- Dataset excerpts:
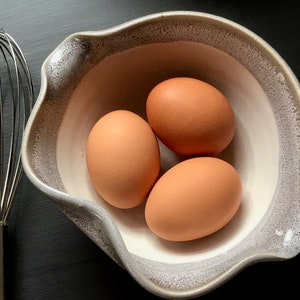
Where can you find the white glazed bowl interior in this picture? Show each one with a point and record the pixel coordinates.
(92, 73)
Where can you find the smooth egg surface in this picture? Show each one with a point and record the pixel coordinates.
(123, 159)
(193, 199)
(190, 116)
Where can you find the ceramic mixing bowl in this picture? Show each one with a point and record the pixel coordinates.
(92, 73)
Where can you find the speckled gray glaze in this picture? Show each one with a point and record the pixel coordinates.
(275, 236)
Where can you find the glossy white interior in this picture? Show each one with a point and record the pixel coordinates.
(128, 60)
(123, 80)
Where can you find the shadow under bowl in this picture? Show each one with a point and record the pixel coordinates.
(92, 73)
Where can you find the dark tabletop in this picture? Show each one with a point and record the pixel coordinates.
(49, 257)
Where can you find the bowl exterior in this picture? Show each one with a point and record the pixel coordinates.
(276, 236)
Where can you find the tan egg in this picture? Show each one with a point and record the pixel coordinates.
(193, 199)
(123, 158)
(190, 116)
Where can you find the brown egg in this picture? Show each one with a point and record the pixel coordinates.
(193, 199)
(123, 158)
(190, 116)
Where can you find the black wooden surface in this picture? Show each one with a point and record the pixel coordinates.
(49, 257)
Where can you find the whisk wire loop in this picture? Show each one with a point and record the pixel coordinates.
(16, 99)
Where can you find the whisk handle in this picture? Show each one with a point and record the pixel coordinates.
(3, 228)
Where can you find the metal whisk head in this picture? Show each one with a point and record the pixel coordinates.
(16, 101)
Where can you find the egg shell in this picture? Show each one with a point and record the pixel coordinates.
(123, 159)
(190, 116)
(193, 199)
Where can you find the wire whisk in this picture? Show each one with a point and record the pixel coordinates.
(16, 102)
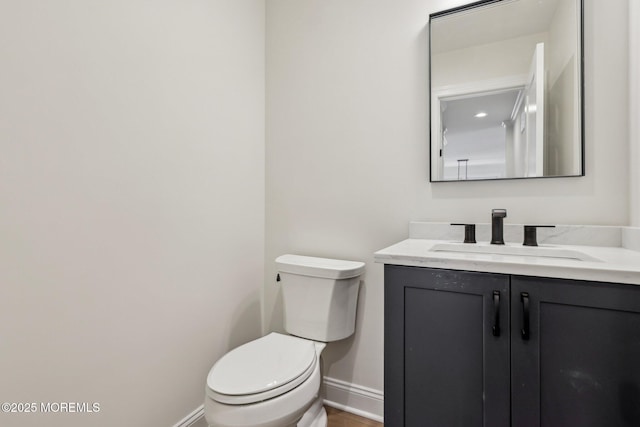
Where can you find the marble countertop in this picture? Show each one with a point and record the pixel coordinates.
(610, 263)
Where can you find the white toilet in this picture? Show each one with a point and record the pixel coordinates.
(274, 381)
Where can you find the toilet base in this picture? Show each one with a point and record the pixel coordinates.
(316, 416)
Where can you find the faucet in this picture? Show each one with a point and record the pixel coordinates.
(497, 216)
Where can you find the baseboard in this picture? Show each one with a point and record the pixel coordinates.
(194, 419)
(359, 400)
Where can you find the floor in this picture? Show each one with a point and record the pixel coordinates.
(339, 418)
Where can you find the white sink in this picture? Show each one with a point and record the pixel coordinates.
(514, 250)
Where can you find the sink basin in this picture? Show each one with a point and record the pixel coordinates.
(514, 250)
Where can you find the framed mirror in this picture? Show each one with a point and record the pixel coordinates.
(506, 90)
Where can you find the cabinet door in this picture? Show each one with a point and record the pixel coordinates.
(580, 365)
(444, 367)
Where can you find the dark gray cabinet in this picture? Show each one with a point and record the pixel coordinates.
(480, 349)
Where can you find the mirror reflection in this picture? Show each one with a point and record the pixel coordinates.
(506, 90)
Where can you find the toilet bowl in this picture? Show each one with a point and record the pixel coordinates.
(274, 381)
(270, 382)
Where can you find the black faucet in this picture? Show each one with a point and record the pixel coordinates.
(496, 226)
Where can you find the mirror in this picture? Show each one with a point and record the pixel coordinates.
(506, 84)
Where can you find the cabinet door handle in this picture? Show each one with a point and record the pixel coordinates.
(496, 313)
(524, 297)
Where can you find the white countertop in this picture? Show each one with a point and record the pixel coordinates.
(615, 264)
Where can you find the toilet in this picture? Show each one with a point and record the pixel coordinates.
(274, 381)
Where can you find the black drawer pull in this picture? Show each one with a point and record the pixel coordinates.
(524, 297)
(496, 313)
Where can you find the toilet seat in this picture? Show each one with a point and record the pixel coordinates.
(261, 369)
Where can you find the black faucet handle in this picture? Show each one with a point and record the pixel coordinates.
(530, 235)
(498, 213)
(469, 232)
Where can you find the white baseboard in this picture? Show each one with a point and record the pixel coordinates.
(359, 400)
(194, 419)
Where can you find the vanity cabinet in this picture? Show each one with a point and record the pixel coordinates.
(482, 349)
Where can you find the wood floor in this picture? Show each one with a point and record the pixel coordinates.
(339, 418)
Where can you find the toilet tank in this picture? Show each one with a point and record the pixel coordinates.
(320, 296)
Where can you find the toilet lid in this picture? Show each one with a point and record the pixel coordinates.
(260, 366)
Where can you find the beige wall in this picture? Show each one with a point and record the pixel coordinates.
(634, 110)
(347, 147)
(131, 202)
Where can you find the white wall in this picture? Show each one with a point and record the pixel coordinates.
(347, 147)
(131, 202)
(634, 110)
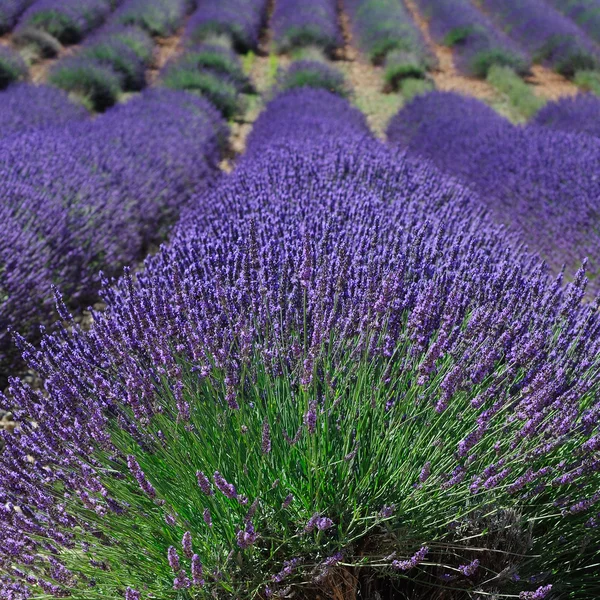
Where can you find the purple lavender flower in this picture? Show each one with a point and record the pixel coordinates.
(181, 581)
(541, 593)
(131, 594)
(197, 571)
(173, 559)
(425, 472)
(207, 517)
(247, 536)
(186, 544)
(137, 472)
(204, 483)
(310, 417)
(470, 569)
(411, 563)
(228, 489)
(266, 438)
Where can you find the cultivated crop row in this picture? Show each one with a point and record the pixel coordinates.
(540, 182)
(338, 364)
(93, 196)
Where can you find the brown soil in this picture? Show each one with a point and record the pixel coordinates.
(446, 77)
(164, 49)
(550, 85)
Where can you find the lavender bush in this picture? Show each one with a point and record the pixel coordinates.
(211, 71)
(313, 74)
(338, 375)
(157, 17)
(586, 13)
(580, 114)
(540, 182)
(547, 35)
(381, 26)
(10, 10)
(66, 20)
(94, 81)
(12, 67)
(477, 44)
(26, 108)
(240, 19)
(95, 195)
(311, 23)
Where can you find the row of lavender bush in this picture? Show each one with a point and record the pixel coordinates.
(476, 42)
(95, 195)
(548, 36)
(12, 67)
(69, 21)
(242, 20)
(338, 378)
(580, 114)
(538, 181)
(387, 34)
(10, 11)
(116, 58)
(211, 68)
(310, 23)
(27, 108)
(586, 13)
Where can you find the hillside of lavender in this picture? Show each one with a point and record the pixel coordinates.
(300, 299)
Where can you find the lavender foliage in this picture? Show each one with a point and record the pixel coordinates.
(310, 23)
(92, 80)
(26, 108)
(540, 182)
(586, 13)
(242, 20)
(313, 74)
(580, 114)
(10, 10)
(157, 17)
(477, 44)
(334, 282)
(210, 71)
(381, 26)
(547, 35)
(69, 21)
(12, 67)
(95, 195)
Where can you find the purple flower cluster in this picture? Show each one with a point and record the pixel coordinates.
(157, 17)
(586, 13)
(548, 36)
(323, 114)
(319, 254)
(26, 108)
(309, 23)
(69, 21)
(12, 67)
(580, 114)
(94, 196)
(540, 182)
(242, 20)
(383, 26)
(477, 44)
(312, 73)
(10, 10)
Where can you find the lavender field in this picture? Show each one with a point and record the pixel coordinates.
(299, 299)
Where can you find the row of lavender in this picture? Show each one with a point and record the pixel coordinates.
(339, 375)
(540, 182)
(92, 195)
(115, 59)
(208, 64)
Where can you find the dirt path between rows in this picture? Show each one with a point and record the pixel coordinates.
(366, 82)
(446, 77)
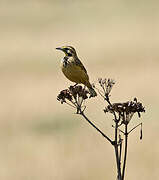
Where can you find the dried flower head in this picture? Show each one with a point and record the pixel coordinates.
(73, 96)
(78, 91)
(126, 110)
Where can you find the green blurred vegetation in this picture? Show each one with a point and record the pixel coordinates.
(116, 39)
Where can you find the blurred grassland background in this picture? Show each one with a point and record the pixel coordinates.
(42, 139)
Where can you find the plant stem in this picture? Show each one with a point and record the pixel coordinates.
(116, 151)
(105, 136)
(125, 152)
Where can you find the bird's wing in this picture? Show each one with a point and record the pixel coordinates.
(78, 63)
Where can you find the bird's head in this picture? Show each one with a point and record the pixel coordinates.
(68, 50)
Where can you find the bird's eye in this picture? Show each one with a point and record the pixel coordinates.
(69, 53)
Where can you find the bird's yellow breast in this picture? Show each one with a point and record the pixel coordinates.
(74, 72)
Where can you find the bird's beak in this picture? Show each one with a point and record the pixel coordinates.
(59, 48)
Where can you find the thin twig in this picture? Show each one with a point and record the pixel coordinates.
(125, 151)
(105, 136)
(116, 151)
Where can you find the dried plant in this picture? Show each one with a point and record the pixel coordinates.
(75, 96)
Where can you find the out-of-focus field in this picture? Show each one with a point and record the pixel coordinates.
(42, 139)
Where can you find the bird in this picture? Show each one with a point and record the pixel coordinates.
(74, 70)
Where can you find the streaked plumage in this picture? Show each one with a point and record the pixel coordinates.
(73, 69)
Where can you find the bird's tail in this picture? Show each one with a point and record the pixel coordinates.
(92, 92)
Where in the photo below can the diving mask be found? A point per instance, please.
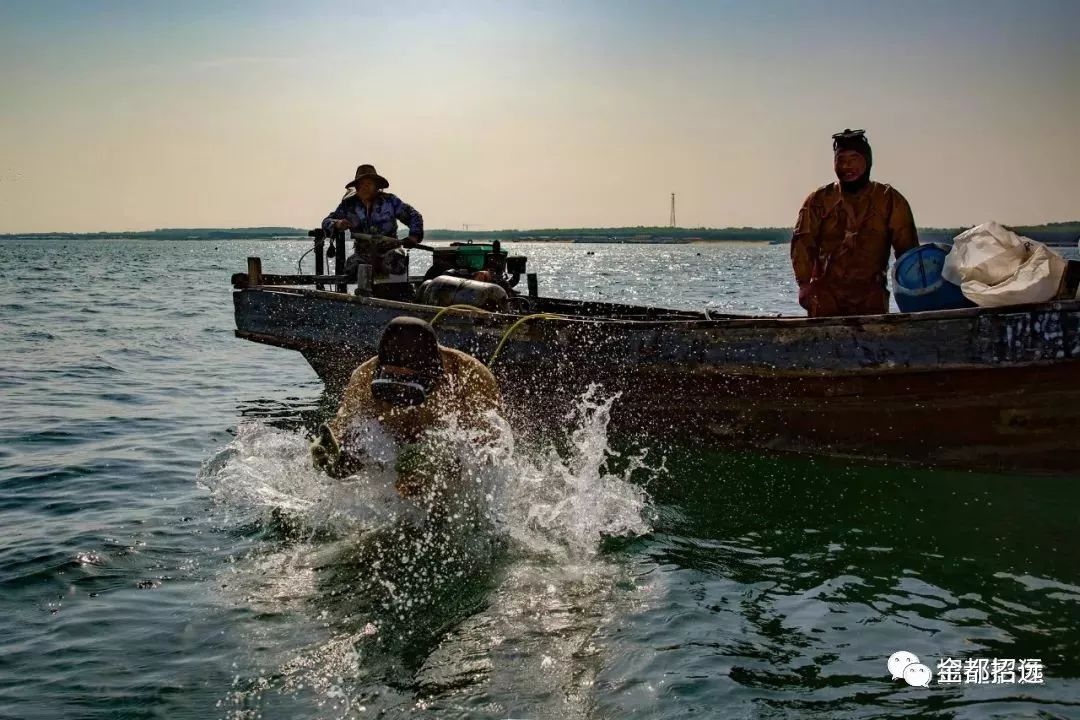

- Stated goal:
Convert the lines of the records, from the line containing "Where can you find the bird's tail" through the end of the records, into a Markdown table with the columns "Row" and "Text," giving each line its own numbered row and omitting blank lines and pictures.

- Output of the exercise:
| Row | Text |
|---|---|
| 1 | Where can you find the bird's tail in this picture? Show each one with a point and record the pixel coordinates. |
| 2 | (92, 92) |
| 3 | Where in the photo below can the diving mask be found? A point per instance, please. |